## WORK TO COMPLETE
**A)** For each of the three statements below, decide whether it agrees with the article on sharing crop genome data. Answer yes or no, and quote the deciding words of the article. (i) Norman Warthmann is a plant geneticist at the Australian National University. (ii) The proposal was submitted as part of a UN consultation for the 2015 Global Sustainable Development Report. (iii) Most genetic information on crops is kept in a single shared international database.
**B)** According to the article on sharing crop genome data, when is the 2015 Global Sustainable Development Report due to be launched?
**C)** Carry the article on sharing crop genome data forward from its final sentence.

(EXCERPT PROVIDED begins)

The move would speed up plant breeding and increase food production for a growing human population, one of the UN’s proposed Sustainable Development Goals (SDGs), say the plant scientist and lawyer behind the document.
They want the creation of such a framework to be part of the SDGs, and have submitted their proposal as part of a UN consultation for issues to be included in the 2015 Global Sustainable Development Report, which is due to be launched in June to provide science advice for development.
The proposal was made last month by Norman Warthmann, a plant geneticist at the Australian National University, and Claudio Chiarolla, a researcher on biodiversity governance at the Institute for Sustainable Development and International Relations in France. They warn that most genetic information on crops is collected, analysed and stored in isolation in national databases, and often comprises small samples collected under specific circumstances.
“Universal access to genome information, needing nothing more than a web browser, will transform plant breeding.”
Norman Warthmann, Australian National University
This hampers studies that compare crops across continents and research on how wider environmental variables influence plant growth, they say.
“Universal access to genome information, needing nothing more than a web browser, will transform plant breeding,” says Warthmann. “It will spawn innovation around the world and will enable learning from each other.”
Using genetic data can improve the speed and efficiency of plant breeding compared with classic trial-and-error practices, the scientists say. But for this genome-based approach to be effective, data sets must be built by aggregating and comparing data from large numbers of samples and traits from plants around the world.
This would require free access to these data sets for researchers and breeders from poorer countries, the proposal says.

(EXCERPT PROVIDED ends)
(SUPPLIED ENTRIES begins)

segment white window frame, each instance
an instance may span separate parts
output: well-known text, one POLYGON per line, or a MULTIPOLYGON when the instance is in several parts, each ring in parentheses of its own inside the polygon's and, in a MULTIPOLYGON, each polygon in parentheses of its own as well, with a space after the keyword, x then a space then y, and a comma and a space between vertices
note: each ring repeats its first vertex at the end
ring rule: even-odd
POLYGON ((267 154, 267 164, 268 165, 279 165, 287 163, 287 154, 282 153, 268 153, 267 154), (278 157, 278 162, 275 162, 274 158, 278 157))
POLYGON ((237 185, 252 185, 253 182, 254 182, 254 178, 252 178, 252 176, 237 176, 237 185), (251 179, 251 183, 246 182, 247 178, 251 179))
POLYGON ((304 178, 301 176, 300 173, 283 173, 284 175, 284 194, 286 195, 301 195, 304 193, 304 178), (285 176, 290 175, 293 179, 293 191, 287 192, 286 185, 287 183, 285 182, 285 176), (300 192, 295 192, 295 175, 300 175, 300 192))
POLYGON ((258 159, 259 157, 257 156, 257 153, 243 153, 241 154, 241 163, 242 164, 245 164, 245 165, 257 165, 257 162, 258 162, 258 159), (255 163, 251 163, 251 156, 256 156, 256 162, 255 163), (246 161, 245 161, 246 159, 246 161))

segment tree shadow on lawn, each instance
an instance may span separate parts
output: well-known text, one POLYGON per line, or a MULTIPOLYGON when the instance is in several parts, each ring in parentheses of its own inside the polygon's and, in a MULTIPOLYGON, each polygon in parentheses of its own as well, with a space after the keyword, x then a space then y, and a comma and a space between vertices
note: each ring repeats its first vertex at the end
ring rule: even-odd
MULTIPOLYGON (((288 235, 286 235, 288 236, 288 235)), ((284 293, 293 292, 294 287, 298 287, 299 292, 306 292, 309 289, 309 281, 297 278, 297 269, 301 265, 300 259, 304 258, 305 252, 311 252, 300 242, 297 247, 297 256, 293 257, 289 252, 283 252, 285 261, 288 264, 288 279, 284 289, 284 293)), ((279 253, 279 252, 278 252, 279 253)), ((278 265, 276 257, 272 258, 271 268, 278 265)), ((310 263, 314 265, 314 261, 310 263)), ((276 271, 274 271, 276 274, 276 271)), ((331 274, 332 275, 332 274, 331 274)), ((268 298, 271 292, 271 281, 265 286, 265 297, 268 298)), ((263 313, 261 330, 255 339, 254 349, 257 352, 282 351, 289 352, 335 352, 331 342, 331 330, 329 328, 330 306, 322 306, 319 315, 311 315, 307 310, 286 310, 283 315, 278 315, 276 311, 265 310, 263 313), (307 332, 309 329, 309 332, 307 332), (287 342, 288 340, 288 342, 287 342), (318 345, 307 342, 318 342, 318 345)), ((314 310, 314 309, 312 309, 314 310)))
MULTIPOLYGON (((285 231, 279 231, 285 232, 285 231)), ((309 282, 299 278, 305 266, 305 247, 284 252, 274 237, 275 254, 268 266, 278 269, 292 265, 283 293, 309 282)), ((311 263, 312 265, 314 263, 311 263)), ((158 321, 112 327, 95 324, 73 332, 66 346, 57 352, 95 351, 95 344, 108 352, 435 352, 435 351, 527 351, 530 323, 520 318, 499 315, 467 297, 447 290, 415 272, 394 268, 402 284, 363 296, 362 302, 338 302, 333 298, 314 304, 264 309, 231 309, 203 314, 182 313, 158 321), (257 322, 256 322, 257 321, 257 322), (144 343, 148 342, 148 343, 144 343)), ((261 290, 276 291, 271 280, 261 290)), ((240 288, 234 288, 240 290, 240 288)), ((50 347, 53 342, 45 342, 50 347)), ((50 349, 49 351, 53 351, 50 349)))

(SUPPLIED ENTRIES ends)

## SET OF ANSWERS
**A)**
(i) Yes: "Norman Warthmann, a plant geneticist at the Australian National University"
(ii) Yes: "have submitted their proposal as part of a UN consultation for issues to be included in the 2015 Global Sustainable Development Report"
(iii) No: "most genetic information on crops is collected, analysed and stored in isolation in national databases"

**B)** In June.

**C)**
“If we are to feed nine billion people in 2050 in a sustainable manner, plant breeding must be a decentralised exercise, with breeders efficiently breeding local varieties of a plethora of crops,” says Warthmann. “Information sharing is key for this decentralised work and, in our contribution, we suggest a mechanism [for] how this information sharing can be realised and enforced.”
The UN already has an international treaty in place designed to improve access to physical plant materials. This covers only a few crops, but there are fledgling initiatives aiming to tackle this problem. In addition, most of the plant material access agreements made under the treaty have emerged from developing countries, with Mexico in the lead.
In their plea to the UN, Warthmann and Chiarolla propose applying a copyright licence to plant genome data that would allow it, and any resulting subsets, to be freely shared and manipulated. Such open-source licensing would permit the sharing of information for sustainable development, but still allow the commercial application of this knowledge, they say.
This proposal appears to clash with the 1992 Convention on biological diversity, which says nations must have a choice in whether to distribute and allow the use of their genetic resources, but Chiarolla says their system would recognise these rights.
“With our proposal, we do not neglect the sovereign rights of states over their genetic resources,” he says. “UN member states will have to make an explicit determination on this issue”, meaning they can decide their own position on this.
Access to plant genomes could be of particular interest to countries such as India, where data processing capacities are skyrocketing, but access to commercial data sets remains elusive.
Mukesh Jain, a genomics and biotechnology scientist at the country’s National Institute of Plant Genome Research, says he welcomes the proposal. “In today’s scenario, it is totally unacceptable to restrict the availability of genomic information,” he says.
Jain adds that making national genetic data freely available would not harm businesses that use such data in innovation, as they could still patent any resulting crop varieties. “I feel that industries and private companies have nothing to lose with an open access model of genome sequence data access,” he says. “All the options still remain open to them to run their business.”